_ACTIVIDADES PROPUESTAS_
1) Según el relato sobre la extracción de las muelas de juicio, ¿cuántas horas pasaron las empleadas de Assist Card buscando un dentista sin resultados?
2) Reanuda el relato sobre la extracción de las muelas de juicio a partir de su última oración.

Perder el juicio

[15 de Noviembre de 2000, San Francisco, California]

Me sacaron dos muelas en 7 días. La de juicio de arriba, la de juicio de abajo, hay una vieja pelando ajo. Creo que la de abajo fue la que se rebeló y se inflamó inicialmente y la de arriba martilla que te martilla ayudó en el proceso; al final hubo que extirpar las dos. Les cuento en detalle el primer extirpe.

Antes del desgüase me peleé durante dos días con las empleadas eficientísimas de Assist Card que no podían encontrar un dentista un sábado en San Francisco. Estuvieron 7 horas buscándolo sin resultados. Yo estaba dispuesto a hacerme atender ese mismo día, sin tener que aguantarme el aguijón punzante que me taladraba la vida hasta el lunes. Con la guía telefónica encontré un dentista en 7 minutos. Me enojé, pedí hablar con el encargado, les pedí el nombre, el teléfono, la contraseña y al final aflojaron: conseguí todo lo que quise: ir al dentista el sábado a la tarde, elegir el dentista yo, y que pagara Assist Card.

Con el dolor serruchándome el cráneo caí a la clínica dental. Todos hablaban en un idioma extraño, gangoso y en la mesita de la sala de espera había revistas con alfabetos cuneiformes. Eran rusos. Me atendió un fortachón moscovita, me dí cuenta pronto de que me resultaba interesante esto de tener un dentista cosaco. Me sentó en el silloncito maquiavélico y me hablaba con acento ruso muy pronunciado mientras yo sonreía alelado. Habrá pensado que el susto me había dejado mudo. Agarró el control remoto del televisor y cambió canales hasta que encontró el Food Channel. No había forma de esquivar la pantalla ya que tenía la cara casi metida en el tubo de rayos catódicos. Para horror mío la receta del día exigía el desmembramiento lento de algún pajarraco (¿pavo? ¿ganso?), con todo tipo de utensilios plateados. Para peor los utensilios culinarios eran de un parecido escalofriante con los que yacían a centímetros de mi nariz sobre la mesita quirúrgica. Cerré los ojos, me puse a pensar en pajaros pintos y me relajé, o al menos eso intenté. Cuando abrí los ojos de nuevo, el moscovita y otro gigantón jalaban con pinzas de mi boca, encaramados encima del sillón. Cerré los ojos de nuevo. Cuando los abrí, el pavo (de un extraño color carmesí) salía del horno. Tanteé con mi lengua y el hueco señalaba el hecho inapelable: mi muela de juicio se había ido para siempre. La quise ver, pero me dio vergüenza pedirla. Los cosacos me recetaron calmantes, hicieron chistes, se despidieron.

Datos de localización espacial
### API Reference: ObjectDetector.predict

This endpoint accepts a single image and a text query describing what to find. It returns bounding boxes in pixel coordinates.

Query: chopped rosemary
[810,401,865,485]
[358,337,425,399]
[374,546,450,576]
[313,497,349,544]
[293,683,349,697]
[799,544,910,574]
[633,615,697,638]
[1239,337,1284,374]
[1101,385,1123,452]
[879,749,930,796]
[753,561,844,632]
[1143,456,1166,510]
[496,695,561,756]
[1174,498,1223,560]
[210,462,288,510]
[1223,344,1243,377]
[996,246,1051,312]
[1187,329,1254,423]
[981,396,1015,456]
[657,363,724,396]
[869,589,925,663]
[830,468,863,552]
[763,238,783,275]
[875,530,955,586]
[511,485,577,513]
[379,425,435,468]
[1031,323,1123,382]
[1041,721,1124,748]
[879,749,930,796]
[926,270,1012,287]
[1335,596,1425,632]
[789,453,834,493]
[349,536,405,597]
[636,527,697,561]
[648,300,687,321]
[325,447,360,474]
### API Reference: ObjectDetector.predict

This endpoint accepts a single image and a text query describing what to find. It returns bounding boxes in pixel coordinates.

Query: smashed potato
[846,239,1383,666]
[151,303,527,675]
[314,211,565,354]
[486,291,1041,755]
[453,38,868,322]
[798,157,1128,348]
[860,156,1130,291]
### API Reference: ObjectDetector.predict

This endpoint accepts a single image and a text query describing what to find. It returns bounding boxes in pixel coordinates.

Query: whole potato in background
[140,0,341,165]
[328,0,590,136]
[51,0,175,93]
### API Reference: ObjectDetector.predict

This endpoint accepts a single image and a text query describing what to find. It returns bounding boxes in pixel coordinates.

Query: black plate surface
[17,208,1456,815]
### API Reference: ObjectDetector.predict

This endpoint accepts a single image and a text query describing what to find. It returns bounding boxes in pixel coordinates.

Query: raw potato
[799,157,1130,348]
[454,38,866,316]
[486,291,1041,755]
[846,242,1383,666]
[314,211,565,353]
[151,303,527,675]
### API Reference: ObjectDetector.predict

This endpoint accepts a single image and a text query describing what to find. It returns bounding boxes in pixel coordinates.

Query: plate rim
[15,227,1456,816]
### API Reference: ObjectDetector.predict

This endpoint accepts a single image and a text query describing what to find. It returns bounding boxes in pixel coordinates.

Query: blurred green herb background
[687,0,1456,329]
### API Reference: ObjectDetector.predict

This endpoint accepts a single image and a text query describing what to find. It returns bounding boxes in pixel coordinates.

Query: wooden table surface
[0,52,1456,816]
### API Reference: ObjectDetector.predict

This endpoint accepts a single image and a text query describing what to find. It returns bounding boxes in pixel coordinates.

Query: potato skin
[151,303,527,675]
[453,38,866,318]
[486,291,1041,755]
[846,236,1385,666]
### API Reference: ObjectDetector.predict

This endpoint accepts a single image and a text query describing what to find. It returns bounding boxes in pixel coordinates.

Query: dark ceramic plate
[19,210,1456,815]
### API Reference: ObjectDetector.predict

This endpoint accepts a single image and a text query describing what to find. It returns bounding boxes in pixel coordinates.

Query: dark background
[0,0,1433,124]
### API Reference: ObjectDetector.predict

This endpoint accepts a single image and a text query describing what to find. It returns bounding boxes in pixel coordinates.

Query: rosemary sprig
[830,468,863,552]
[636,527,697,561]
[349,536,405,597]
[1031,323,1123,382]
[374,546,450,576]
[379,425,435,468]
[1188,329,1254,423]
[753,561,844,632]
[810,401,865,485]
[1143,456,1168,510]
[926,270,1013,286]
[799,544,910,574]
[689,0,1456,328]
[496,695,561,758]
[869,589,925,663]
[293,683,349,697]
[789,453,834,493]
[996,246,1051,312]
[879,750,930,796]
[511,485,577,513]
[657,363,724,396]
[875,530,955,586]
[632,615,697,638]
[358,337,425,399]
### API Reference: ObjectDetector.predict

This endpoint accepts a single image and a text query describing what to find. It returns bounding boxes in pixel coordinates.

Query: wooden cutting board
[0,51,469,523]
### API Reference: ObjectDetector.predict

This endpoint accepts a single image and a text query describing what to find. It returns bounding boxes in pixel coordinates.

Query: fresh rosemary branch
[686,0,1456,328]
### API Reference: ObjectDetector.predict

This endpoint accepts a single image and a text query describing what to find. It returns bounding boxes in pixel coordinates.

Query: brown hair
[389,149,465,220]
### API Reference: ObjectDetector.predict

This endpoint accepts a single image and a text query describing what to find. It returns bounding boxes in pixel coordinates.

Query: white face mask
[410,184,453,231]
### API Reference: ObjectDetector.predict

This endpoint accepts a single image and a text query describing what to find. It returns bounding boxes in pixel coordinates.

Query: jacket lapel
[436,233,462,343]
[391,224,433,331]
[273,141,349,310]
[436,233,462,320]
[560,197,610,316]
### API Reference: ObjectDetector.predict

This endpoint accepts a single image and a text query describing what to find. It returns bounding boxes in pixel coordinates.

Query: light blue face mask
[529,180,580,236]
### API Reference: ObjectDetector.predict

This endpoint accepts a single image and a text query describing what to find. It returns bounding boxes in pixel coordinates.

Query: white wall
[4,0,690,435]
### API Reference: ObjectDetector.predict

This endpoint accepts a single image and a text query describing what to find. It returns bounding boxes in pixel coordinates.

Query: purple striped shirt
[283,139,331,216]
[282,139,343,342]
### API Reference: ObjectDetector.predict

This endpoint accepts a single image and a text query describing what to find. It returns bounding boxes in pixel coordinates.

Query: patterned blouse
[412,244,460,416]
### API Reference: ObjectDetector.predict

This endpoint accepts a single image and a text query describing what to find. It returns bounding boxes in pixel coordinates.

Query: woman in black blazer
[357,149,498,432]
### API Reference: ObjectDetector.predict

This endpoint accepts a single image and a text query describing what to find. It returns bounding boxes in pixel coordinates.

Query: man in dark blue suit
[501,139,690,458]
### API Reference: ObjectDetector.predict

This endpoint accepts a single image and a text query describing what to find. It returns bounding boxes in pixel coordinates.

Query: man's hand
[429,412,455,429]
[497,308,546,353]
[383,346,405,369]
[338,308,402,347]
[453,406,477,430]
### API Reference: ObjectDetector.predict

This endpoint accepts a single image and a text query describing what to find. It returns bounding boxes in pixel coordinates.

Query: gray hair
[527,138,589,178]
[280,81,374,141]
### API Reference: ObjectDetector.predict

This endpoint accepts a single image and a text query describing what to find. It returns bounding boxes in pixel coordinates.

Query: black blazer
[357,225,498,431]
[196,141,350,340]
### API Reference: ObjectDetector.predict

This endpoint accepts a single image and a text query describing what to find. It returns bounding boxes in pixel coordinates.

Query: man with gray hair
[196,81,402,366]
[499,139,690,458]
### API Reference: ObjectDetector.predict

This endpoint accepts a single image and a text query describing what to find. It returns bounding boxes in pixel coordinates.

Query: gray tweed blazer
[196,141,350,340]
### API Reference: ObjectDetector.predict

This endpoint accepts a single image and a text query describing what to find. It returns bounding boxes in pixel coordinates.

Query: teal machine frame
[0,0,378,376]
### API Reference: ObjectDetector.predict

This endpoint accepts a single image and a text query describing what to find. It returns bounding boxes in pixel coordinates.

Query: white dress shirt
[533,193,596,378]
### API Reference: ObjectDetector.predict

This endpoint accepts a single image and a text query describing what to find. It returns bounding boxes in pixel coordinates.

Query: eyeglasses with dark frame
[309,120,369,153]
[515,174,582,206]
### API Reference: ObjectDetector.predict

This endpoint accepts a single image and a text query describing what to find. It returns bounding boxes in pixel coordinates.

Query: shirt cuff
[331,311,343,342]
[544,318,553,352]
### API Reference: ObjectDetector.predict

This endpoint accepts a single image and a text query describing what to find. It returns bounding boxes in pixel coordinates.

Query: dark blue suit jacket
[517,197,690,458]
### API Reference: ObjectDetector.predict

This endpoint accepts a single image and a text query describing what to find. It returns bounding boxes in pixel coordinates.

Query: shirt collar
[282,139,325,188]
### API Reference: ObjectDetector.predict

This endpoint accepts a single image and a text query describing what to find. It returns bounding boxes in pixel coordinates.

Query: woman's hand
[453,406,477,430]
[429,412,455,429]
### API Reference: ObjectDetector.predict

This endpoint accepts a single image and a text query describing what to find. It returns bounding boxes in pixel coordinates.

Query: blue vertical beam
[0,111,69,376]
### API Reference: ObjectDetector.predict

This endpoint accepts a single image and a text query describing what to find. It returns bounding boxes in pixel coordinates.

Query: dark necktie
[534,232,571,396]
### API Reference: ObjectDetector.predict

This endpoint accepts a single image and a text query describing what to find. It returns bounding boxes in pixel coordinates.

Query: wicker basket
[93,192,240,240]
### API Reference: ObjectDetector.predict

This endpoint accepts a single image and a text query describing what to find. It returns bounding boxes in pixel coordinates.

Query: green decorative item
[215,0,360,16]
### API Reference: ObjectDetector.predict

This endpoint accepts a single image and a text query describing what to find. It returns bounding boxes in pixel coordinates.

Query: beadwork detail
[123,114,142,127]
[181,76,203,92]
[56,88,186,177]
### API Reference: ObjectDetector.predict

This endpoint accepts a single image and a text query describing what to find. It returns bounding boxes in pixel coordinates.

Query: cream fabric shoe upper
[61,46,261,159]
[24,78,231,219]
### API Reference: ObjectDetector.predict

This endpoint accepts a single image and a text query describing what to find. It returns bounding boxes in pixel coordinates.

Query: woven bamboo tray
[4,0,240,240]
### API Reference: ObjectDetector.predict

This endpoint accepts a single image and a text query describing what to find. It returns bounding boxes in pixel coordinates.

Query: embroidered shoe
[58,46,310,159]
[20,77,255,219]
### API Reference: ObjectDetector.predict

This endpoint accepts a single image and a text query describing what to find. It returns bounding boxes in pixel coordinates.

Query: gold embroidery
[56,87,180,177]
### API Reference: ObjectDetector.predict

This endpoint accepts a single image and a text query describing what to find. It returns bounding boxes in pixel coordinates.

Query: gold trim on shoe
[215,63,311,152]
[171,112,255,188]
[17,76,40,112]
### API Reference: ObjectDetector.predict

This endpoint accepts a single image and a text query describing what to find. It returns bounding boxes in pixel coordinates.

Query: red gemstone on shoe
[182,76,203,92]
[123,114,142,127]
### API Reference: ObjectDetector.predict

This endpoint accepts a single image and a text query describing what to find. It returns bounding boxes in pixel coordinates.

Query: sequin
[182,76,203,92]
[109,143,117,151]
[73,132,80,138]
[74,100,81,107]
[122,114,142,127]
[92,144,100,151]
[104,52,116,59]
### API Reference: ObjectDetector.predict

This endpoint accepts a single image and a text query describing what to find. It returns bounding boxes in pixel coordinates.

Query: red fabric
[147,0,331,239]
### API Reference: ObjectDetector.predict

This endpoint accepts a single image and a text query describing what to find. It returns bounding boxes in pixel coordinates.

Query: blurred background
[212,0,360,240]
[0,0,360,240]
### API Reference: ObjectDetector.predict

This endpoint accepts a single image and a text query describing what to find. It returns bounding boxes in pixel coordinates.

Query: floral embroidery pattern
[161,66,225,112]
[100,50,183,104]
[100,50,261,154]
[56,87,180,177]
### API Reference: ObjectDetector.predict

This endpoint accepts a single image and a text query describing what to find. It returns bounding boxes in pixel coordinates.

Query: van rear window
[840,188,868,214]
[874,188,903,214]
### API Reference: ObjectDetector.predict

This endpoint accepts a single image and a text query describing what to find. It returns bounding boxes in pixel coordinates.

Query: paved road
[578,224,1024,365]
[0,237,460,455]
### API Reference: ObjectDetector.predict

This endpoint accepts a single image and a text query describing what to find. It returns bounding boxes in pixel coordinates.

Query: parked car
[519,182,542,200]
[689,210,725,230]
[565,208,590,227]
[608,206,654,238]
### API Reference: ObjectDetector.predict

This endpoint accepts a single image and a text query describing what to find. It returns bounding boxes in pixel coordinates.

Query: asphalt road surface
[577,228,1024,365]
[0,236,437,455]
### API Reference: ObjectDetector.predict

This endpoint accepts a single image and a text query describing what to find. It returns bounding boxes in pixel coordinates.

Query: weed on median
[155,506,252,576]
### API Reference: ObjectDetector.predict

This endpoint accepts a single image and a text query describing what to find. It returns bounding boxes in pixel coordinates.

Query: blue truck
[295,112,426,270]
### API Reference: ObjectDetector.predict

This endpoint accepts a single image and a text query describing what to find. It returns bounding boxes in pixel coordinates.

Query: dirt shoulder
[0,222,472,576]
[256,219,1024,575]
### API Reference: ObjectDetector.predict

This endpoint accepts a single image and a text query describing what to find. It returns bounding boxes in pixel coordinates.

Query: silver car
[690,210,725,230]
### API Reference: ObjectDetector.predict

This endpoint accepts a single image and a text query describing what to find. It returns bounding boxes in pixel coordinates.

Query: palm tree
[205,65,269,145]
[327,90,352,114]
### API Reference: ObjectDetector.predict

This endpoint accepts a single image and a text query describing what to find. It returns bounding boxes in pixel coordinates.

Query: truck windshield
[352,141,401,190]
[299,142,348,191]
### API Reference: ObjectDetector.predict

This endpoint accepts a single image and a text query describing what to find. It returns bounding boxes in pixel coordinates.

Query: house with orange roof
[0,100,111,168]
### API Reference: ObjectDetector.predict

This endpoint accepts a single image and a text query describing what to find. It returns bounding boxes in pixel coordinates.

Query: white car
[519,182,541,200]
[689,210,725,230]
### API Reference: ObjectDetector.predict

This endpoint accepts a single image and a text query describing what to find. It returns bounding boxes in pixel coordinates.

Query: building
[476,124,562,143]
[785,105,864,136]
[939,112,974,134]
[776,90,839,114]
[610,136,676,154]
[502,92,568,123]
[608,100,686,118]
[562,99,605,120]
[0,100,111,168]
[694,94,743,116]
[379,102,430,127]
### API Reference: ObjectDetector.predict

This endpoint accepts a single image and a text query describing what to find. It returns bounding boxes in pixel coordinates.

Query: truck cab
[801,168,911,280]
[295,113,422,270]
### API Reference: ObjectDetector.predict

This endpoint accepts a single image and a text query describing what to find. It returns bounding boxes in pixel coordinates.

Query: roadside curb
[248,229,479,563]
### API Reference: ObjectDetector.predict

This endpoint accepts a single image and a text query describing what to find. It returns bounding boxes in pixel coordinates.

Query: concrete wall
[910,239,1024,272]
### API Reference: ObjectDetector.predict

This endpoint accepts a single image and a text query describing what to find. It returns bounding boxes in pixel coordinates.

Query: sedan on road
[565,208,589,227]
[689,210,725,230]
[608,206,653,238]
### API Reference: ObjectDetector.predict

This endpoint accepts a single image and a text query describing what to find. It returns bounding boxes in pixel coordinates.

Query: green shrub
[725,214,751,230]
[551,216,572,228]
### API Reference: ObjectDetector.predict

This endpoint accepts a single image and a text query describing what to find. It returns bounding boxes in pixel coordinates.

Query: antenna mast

_EJERCICIOS RESUELTOS_
1) Siete horas.

2)
La semana que siguió fue un extraño período de conciencia ausente. Quería leer y mis ojos giraban en espiral, me bañaba automáticamente, comía todo el tiempo atún, hablaba por teléfono, andá a saber con quién. Fui a visitar a Martín y Andrés, pero ni me acuerdo que pasó. Ellos mismos dijeron que estaba ido y que el calmante tenia codeína, que era la dama responsable de mi autismo.

Al sábado siguiente el episodio del desgüase se repitió, esta vez en la parte inferior de mi boca, casi idéntico. Los cosacos encaramados, los chistes incomprensibles, mi sonrisa perruna y desconcertada. Me fui con otra baja molar y algo más de dolor. El dolor fue intenso el sábado pero se desvaneció el domingo. El lunes dejé de tomar calmantes y hoy ya no veo más taxis de papel de diario, cielos de mermelada, ni flores de celofán amarillas y verdes.